═══ Selected text

Great Lakes Investment Group
January 08, 2024
Money Financial literacyGetting Your Investments In Order For Retirement
Every year, another group of clients come to grips with their impending retirement. This is a time of mixed emotions for many people; the sheer number of changes that retirement sparks is staggering. From an investment perspective, covering some of the bases and reviewing your situation before you make a significant decision is wise.
Today, we'll focus on the assets many of our clients accumulate through their employers.
- Pension Plans
- Locked-In accounts
- Restricted Stock Awards/Restricted Stock Units (RSA/RSU)
If you've worked for a company over the years, there is a high likelihood that you will have accumulated assets in one or more of the account types mentioned above. Your Great Lakes Investment Group Financial Blueprint has always accounted for these assets, but as retirement approaches, incorporating strategies for these assets post-employment takes a higher priority.
In Canada, we see two main pension plans.
Defined Contribution Pension Plan – Over the years, you know how much you pay into the plan but do not know how much you get when you retire, as it depends on the accumulated size.
Defined Benefit Pension Plan – Through employment, your employer promises to pay a regular income after you retire. The amount of income is typically calculated based on your salary and the number of years you contributed to the plan.
The same type of company that offers a pension plan will often have some employer-sponsored Group Registered Retirement Savings Plan (RRSP) as well. In this case, you will both contribute to the plan.
Nothing needs to be done for the Defined Contribution Pension Plan outside of incorporating the final numbers into your Financial Blueprint. You will need to make a few decisions if you have a Defined Benefit Pension Plan and or a Group RRSP.
With a Defined Contribution Pension Plan, you will have some options when you retire. To:
- Place the funds into an annuity.
- Transfer the funds into a locked-in retirement savings plan or a locked-in retirement income fund.
- Or a combination of the two choices
You may have had some choice with how your Defined Contribution Pension Plan was invested while you were working, so selecting your investment options may be familiar to you.
If your employer only offered a Group RRSP, you also would have had to make the investment decision while the plan was in effect.

══════
═══ Dataset records

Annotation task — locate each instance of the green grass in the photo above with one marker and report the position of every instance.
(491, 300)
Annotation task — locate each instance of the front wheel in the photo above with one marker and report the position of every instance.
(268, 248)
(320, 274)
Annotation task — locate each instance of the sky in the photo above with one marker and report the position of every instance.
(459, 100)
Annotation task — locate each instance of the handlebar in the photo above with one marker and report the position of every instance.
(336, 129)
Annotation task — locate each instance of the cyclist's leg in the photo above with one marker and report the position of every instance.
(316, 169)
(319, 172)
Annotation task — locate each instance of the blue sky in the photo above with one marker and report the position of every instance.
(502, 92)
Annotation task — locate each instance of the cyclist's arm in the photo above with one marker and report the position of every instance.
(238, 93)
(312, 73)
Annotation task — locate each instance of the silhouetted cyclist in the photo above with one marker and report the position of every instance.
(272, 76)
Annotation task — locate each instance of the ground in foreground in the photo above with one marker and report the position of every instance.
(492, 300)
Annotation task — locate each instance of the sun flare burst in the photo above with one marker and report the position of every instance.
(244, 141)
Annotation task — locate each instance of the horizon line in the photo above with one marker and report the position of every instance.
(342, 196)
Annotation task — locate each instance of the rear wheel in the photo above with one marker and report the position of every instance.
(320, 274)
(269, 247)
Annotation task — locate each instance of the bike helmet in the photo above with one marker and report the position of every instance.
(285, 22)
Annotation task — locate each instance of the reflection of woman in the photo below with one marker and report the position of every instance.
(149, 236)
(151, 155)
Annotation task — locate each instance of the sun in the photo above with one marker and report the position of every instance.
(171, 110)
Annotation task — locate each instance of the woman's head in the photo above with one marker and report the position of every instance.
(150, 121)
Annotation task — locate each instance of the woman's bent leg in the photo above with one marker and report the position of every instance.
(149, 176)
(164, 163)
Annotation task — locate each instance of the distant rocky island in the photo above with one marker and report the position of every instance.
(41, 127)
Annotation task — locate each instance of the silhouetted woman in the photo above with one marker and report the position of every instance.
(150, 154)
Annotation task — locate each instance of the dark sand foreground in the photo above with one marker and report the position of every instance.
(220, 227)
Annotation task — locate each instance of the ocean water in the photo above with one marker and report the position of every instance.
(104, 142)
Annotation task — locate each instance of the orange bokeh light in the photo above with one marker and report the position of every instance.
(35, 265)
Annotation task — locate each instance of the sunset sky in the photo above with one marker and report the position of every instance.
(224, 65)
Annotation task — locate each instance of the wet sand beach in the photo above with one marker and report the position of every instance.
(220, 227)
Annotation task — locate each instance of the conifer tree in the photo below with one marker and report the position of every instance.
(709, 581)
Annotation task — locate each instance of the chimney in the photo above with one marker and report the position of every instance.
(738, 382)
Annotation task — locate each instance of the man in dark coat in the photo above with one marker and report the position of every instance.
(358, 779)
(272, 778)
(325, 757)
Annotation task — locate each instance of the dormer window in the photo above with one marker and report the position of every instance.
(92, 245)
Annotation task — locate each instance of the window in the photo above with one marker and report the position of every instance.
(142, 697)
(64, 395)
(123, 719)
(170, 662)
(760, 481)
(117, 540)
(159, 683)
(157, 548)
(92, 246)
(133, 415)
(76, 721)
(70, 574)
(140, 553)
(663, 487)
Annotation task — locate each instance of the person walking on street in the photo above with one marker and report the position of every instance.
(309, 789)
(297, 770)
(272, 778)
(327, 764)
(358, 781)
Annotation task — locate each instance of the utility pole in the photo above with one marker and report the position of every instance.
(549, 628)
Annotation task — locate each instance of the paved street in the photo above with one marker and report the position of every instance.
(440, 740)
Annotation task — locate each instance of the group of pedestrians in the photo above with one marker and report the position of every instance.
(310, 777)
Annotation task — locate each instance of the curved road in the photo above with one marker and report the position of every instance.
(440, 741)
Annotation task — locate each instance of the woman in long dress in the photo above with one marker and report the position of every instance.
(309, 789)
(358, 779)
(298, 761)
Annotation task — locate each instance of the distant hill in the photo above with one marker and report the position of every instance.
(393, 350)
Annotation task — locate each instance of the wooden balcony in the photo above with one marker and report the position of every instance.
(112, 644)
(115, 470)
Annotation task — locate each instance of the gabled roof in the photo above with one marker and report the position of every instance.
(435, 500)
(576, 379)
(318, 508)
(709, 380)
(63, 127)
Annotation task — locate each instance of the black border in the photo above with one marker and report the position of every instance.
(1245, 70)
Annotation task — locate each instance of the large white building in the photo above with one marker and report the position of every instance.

══════

Written problem>
Can you sum up the article on getting investments in order for retirement in two sentences?

Result for this exercise>
As retirement approaches, the article advises reviewing assets built up through employers, such as pension plans, locked-in accounts, and restricted stock awards or units, and giving priority to post-employment strategies for them in the Financial Blueprint. It explains that Canada has two main pension plans: a defined contribution plan, whose retirement payout depends on its accumulated size, and a defined benefit plan, in which the employer promises a regular retirement income typically based on salary and years of contribution.